#### [Exercice proposé]
Repérez dans les entrées ci-dessous chaque ligne qui contient le mot « damaged », en tenant compte de la casse, puis recopiez ces lignes.

#### [Entrées de données]
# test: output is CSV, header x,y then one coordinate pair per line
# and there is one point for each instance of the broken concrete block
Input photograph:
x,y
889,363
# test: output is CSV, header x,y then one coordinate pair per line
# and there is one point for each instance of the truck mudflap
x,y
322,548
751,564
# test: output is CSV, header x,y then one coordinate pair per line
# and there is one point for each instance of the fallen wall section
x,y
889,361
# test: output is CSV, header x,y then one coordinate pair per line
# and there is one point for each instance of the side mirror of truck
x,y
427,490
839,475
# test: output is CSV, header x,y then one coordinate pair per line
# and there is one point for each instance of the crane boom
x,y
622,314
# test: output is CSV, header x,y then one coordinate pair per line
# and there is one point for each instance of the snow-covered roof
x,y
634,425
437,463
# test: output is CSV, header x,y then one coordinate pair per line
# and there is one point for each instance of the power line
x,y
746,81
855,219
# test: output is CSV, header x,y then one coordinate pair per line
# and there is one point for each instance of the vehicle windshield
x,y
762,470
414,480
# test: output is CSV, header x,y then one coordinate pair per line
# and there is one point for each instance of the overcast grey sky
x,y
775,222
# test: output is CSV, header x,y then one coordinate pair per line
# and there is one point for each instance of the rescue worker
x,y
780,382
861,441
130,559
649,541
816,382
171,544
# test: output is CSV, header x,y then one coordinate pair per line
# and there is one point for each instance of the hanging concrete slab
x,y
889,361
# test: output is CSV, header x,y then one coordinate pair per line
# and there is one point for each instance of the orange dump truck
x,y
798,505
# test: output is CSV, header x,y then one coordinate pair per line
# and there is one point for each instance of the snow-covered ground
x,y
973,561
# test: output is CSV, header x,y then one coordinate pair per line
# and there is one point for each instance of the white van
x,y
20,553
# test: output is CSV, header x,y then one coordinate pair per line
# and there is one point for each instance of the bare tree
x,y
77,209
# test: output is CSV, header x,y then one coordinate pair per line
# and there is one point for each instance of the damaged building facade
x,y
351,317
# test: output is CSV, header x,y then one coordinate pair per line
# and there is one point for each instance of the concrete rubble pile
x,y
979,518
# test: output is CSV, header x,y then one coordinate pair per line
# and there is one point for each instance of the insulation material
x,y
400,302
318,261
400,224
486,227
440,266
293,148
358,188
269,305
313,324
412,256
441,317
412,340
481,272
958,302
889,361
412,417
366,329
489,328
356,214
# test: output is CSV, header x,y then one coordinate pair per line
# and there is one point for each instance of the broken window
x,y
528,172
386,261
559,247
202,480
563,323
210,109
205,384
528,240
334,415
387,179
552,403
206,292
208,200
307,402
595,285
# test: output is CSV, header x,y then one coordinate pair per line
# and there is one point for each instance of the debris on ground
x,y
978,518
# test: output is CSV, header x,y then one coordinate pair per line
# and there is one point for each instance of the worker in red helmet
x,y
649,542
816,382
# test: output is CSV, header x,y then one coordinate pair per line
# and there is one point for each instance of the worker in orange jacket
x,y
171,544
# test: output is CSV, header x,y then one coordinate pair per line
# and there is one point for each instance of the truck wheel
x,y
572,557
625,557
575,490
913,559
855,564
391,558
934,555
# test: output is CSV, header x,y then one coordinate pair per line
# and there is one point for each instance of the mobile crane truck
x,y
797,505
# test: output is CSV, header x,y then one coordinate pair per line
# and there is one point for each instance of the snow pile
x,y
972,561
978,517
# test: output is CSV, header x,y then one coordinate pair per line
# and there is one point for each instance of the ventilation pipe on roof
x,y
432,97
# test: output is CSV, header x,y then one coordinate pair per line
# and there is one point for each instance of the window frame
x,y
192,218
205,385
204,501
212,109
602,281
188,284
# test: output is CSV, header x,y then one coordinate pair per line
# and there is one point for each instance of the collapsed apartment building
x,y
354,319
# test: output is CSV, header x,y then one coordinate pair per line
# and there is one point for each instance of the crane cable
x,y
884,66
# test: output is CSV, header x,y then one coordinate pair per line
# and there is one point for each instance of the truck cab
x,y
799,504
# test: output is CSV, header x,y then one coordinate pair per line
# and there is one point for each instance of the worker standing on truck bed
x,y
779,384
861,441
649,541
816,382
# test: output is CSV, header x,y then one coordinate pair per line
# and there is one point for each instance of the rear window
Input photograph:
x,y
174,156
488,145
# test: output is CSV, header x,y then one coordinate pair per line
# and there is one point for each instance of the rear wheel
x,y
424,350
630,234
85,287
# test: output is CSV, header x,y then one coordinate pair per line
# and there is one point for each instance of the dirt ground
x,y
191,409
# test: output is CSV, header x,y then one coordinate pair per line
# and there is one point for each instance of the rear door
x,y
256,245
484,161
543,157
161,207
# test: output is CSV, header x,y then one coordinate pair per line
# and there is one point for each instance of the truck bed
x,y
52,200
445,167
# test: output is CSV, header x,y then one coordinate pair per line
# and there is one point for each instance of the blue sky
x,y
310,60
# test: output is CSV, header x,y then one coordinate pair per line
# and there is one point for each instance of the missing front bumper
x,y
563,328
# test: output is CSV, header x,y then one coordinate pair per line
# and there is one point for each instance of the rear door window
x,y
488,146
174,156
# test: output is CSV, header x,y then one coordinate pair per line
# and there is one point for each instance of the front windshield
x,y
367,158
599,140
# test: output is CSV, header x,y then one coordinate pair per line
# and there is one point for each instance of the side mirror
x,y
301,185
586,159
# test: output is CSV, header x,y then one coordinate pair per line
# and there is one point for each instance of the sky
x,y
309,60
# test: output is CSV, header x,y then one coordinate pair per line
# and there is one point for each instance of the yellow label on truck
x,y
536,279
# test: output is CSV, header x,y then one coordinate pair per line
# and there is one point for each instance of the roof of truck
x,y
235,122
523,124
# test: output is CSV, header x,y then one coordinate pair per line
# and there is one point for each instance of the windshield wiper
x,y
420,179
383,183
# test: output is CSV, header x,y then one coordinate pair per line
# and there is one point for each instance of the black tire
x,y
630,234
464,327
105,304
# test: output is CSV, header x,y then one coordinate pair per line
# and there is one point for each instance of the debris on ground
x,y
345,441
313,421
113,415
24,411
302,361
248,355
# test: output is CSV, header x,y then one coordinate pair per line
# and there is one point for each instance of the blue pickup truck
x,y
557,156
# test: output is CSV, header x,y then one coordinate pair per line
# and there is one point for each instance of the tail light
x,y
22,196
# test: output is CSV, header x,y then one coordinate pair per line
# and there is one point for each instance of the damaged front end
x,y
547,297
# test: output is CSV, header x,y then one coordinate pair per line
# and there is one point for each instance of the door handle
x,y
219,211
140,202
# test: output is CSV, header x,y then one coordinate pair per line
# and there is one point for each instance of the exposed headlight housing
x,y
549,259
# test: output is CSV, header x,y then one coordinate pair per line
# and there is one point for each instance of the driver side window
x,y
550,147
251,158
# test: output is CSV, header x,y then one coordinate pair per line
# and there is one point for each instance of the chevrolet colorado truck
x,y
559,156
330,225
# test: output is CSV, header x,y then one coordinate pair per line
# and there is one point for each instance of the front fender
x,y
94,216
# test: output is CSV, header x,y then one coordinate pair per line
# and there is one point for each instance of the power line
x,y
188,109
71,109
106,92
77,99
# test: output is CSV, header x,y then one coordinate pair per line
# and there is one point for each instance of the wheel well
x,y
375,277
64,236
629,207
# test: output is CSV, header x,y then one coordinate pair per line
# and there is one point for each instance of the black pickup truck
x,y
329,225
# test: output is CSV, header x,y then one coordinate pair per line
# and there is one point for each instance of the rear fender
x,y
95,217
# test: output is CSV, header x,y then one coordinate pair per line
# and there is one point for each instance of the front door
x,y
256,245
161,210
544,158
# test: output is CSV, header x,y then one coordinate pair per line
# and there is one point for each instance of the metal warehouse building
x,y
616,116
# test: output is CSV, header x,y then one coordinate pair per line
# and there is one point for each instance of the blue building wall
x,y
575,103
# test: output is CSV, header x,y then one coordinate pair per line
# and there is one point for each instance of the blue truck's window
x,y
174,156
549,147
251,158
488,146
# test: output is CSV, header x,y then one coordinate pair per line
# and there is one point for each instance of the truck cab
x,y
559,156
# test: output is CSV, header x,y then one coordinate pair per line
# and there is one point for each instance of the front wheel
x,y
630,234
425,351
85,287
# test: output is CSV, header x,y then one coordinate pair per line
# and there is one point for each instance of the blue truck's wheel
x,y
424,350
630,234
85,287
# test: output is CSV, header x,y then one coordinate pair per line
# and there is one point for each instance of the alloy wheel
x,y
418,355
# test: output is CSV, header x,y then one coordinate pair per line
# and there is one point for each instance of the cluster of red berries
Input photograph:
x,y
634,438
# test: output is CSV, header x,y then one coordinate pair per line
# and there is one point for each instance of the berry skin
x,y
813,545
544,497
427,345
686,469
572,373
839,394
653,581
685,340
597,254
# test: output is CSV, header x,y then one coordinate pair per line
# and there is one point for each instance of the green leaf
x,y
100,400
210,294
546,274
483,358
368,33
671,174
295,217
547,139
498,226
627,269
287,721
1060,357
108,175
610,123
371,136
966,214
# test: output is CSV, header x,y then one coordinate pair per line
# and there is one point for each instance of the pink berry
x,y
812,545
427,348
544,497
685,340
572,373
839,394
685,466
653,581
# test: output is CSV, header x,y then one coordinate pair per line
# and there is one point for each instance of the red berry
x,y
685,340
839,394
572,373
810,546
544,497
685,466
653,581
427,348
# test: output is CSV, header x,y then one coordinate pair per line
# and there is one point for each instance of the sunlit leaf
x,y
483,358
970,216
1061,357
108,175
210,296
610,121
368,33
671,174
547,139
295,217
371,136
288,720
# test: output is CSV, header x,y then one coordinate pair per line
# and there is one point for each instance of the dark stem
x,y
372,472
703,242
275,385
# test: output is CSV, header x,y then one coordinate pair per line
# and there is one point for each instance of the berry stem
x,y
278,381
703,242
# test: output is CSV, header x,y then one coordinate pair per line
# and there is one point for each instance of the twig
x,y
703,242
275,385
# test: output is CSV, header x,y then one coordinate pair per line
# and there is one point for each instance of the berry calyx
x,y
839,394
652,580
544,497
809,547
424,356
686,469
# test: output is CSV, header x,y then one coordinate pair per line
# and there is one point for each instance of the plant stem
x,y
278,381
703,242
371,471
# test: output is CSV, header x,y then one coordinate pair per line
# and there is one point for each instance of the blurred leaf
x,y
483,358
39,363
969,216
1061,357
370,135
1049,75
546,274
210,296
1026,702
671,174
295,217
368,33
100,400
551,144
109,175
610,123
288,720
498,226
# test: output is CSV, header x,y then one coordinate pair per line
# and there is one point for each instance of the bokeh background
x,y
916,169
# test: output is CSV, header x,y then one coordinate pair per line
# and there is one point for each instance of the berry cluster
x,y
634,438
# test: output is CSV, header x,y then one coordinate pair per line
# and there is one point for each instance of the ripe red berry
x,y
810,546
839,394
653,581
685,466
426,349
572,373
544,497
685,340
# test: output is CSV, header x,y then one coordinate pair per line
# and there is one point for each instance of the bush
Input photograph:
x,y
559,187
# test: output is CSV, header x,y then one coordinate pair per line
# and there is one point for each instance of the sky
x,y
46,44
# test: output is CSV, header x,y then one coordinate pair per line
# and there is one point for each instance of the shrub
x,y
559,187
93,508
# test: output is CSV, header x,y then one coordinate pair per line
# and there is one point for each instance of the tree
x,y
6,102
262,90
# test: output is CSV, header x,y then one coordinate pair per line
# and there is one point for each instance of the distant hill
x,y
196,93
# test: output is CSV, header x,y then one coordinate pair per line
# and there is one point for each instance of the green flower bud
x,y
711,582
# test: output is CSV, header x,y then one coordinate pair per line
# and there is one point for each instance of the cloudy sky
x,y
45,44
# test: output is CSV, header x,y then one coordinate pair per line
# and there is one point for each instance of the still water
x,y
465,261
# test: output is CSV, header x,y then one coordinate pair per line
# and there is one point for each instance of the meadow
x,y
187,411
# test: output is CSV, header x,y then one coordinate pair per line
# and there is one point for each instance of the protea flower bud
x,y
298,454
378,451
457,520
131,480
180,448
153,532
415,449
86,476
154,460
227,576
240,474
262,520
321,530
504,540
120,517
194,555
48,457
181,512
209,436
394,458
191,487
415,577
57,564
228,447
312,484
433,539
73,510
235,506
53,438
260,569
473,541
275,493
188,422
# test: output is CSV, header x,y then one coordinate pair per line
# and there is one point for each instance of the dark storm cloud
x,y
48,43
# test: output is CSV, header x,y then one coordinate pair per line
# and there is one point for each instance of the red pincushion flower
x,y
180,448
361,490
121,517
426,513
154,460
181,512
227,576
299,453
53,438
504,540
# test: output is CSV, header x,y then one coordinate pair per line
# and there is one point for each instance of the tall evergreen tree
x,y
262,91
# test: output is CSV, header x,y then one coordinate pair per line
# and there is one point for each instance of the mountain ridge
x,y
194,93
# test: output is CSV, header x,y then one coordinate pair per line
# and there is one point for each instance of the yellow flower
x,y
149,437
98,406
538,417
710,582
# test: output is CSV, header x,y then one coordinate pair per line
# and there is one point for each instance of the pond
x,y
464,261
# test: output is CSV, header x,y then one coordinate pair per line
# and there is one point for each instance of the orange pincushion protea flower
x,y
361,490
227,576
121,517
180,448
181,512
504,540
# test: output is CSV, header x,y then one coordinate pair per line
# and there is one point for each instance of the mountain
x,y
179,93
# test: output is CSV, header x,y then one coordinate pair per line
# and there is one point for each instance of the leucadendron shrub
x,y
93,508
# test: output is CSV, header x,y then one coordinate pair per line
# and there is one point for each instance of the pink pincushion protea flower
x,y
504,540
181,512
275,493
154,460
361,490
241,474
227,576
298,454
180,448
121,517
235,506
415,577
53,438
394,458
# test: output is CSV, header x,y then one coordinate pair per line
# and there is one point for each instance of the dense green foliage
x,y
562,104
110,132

#### [Corrigé]
# and there is one point for each instance of the damaged building facade
# and there is one point for each instance of the damaged front end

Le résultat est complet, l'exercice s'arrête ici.